Directions -
Please filter the records below, copying out every line that contains the string "tree". Case counts.

(Segmentation labeling entries)
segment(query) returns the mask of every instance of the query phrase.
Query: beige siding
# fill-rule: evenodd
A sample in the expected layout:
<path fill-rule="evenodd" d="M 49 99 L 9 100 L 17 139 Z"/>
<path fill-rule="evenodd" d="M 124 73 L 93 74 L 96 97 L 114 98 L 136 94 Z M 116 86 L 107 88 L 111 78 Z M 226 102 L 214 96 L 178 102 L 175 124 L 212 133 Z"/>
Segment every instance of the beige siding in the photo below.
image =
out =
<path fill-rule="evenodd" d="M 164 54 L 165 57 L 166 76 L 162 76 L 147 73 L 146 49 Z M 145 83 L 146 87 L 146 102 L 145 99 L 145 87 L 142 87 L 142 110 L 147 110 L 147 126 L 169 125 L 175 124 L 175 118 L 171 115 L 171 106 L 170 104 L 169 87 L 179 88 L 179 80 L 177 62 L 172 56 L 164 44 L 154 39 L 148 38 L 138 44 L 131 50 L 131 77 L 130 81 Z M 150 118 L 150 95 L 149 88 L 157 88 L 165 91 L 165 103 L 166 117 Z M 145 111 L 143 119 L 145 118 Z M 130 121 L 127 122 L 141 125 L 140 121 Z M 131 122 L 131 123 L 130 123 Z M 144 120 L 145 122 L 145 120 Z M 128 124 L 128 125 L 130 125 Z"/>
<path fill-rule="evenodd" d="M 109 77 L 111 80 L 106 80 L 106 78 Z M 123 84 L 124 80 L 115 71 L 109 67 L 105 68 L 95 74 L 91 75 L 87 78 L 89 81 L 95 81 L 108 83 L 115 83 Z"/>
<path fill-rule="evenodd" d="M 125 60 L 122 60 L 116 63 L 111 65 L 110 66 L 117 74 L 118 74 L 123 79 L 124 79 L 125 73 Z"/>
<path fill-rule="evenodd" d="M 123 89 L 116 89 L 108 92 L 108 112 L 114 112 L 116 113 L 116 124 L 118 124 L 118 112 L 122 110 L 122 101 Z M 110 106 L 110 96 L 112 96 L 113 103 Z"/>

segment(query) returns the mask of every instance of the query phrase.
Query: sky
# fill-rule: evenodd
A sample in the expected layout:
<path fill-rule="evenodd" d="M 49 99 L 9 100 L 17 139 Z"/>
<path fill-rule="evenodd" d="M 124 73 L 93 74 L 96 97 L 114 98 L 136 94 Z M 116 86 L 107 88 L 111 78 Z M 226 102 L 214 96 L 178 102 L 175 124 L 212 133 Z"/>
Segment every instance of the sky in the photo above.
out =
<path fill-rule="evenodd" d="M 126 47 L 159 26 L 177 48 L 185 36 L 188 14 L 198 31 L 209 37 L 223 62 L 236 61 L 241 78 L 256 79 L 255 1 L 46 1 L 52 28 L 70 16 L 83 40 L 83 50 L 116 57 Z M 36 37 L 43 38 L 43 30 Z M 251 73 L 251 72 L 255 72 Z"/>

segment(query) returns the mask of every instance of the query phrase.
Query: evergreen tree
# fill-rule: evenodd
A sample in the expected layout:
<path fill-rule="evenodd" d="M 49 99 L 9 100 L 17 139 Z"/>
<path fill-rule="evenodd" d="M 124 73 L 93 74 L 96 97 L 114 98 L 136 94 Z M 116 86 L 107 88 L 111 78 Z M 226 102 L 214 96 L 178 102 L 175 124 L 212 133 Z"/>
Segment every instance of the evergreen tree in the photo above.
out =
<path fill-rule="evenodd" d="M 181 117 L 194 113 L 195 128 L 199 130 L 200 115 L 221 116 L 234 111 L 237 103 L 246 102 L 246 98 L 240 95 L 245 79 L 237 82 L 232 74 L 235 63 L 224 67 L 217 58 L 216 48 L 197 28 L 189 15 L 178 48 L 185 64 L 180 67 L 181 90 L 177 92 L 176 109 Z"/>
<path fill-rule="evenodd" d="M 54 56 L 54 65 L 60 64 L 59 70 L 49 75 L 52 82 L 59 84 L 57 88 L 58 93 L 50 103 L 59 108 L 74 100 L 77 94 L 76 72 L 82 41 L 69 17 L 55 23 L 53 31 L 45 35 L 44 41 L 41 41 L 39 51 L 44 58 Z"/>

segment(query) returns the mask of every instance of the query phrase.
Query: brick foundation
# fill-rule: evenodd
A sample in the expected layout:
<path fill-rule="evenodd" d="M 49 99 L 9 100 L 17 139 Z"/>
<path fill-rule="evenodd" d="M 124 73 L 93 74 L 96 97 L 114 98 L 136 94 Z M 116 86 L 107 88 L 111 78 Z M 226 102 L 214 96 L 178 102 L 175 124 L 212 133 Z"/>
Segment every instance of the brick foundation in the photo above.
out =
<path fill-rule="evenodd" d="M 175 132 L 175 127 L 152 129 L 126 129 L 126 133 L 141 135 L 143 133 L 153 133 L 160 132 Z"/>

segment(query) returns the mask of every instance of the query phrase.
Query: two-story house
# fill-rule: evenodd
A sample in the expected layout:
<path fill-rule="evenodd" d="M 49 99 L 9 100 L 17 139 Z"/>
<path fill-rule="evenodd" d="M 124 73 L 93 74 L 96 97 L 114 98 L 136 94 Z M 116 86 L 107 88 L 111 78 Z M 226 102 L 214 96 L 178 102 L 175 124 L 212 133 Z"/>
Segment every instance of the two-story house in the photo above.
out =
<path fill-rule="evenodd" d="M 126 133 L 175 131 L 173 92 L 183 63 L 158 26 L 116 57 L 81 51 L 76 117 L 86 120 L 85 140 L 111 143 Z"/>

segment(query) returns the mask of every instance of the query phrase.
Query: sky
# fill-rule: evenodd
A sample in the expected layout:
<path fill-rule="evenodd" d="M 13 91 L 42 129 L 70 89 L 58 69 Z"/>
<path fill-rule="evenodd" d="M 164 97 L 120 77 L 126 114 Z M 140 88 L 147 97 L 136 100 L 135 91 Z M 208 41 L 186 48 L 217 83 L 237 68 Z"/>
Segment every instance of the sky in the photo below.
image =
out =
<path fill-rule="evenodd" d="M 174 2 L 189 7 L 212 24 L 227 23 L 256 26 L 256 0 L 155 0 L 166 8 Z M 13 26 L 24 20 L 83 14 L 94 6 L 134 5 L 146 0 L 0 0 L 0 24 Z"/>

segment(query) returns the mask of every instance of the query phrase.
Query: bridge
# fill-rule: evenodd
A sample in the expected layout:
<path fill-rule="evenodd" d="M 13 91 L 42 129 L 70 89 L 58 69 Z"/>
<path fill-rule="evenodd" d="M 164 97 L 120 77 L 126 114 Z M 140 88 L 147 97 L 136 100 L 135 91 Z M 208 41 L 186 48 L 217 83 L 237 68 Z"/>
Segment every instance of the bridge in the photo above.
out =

Exercise result -
Query: evergreen tree
Segment every instance of the evergreen tree in the photo above.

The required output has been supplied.